_GOAL OF THE EXERCISE_
Show every line of the entries below that contains the string "notation", copying each line in full.

_INPUT ROWS_
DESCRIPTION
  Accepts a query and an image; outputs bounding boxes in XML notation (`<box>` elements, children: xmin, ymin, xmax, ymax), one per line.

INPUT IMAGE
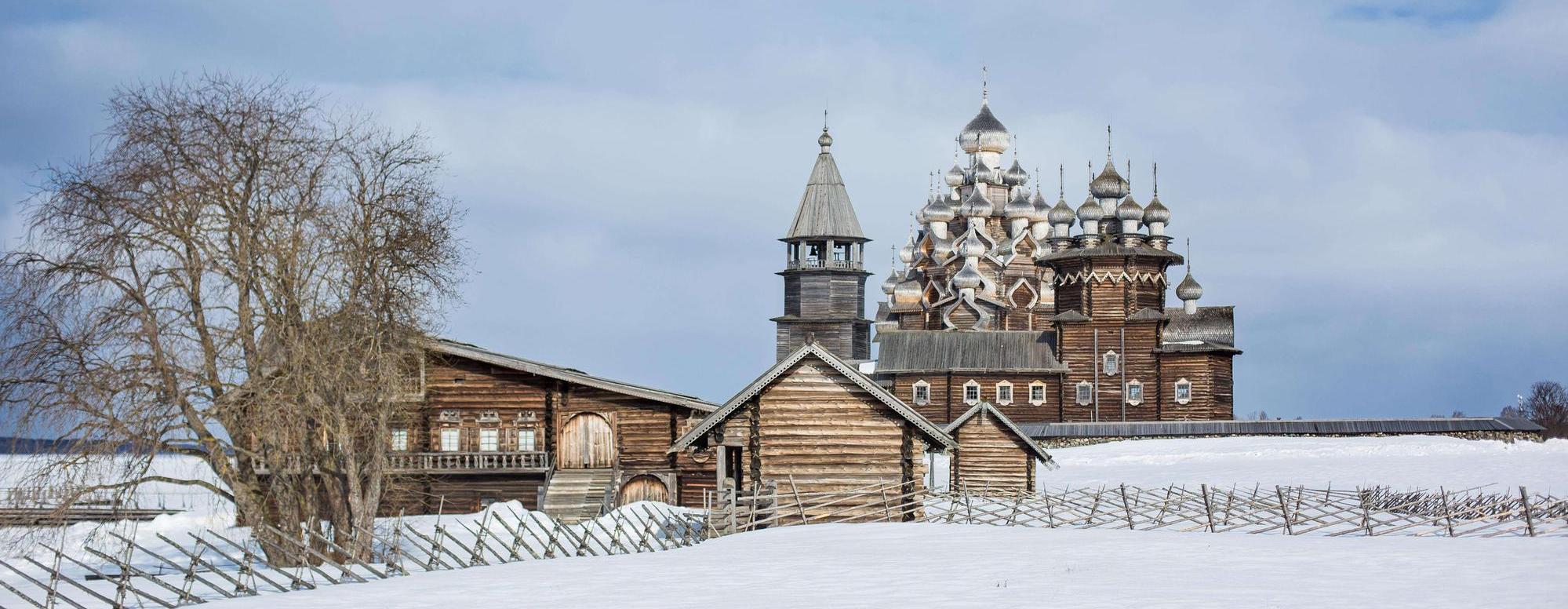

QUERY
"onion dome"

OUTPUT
<box><xmin>1002</xmin><ymin>159</ymin><xmax>1028</xmax><ymax>187</ymax></box>
<box><xmin>958</xmin><ymin>229</ymin><xmax>986</xmax><ymax>257</ymax></box>
<box><xmin>1079</xmin><ymin>196</ymin><xmax>1105</xmax><ymax>221</ymax></box>
<box><xmin>942</xmin><ymin>163</ymin><xmax>964</xmax><ymax>188</ymax></box>
<box><xmin>953</xmin><ymin>264</ymin><xmax>984</xmax><ymax>290</ymax></box>
<box><xmin>1116</xmin><ymin>195</ymin><xmax>1143</xmax><ymax>220</ymax></box>
<box><xmin>920</xmin><ymin>195</ymin><xmax>958</xmax><ymax>223</ymax></box>
<box><xmin>1002</xmin><ymin>188</ymin><xmax>1035</xmax><ymax>220</ymax></box>
<box><xmin>1046</xmin><ymin>199</ymin><xmax>1079</xmax><ymax>226</ymax></box>
<box><xmin>1143</xmin><ymin>195</ymin><xmax>1171</xmax><ymax>224</ymax></box>
<box><xmin>1028</xmin><ymin>190</ymin><xmax>1050</xmax><ymax>221</ymax></box>
<box><xmin>959</xmin><ymin>188</ymin><xmax>995</xmax><ymax>218</ymax></box>
<box><xmin>1088</xmin><ymin>159</ymin><xmax>1132</xmax><ymax>199</ymax></box>
<box><xmin>1176</xmin><ymin>272</ymin><xmax>1202</xmax><ymax>301</ymax></box>
<box><xmin>958</xmin><ymin>100</ymin><xmax>1008</xmax><ymax>154</ymax></box>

_WRITTEN RESPONSE_
  Accepts a query and an image; outputs bounding boxes in XML notation (`<box>` elements, children: xmin, ymin, xmax, ymax), one per line.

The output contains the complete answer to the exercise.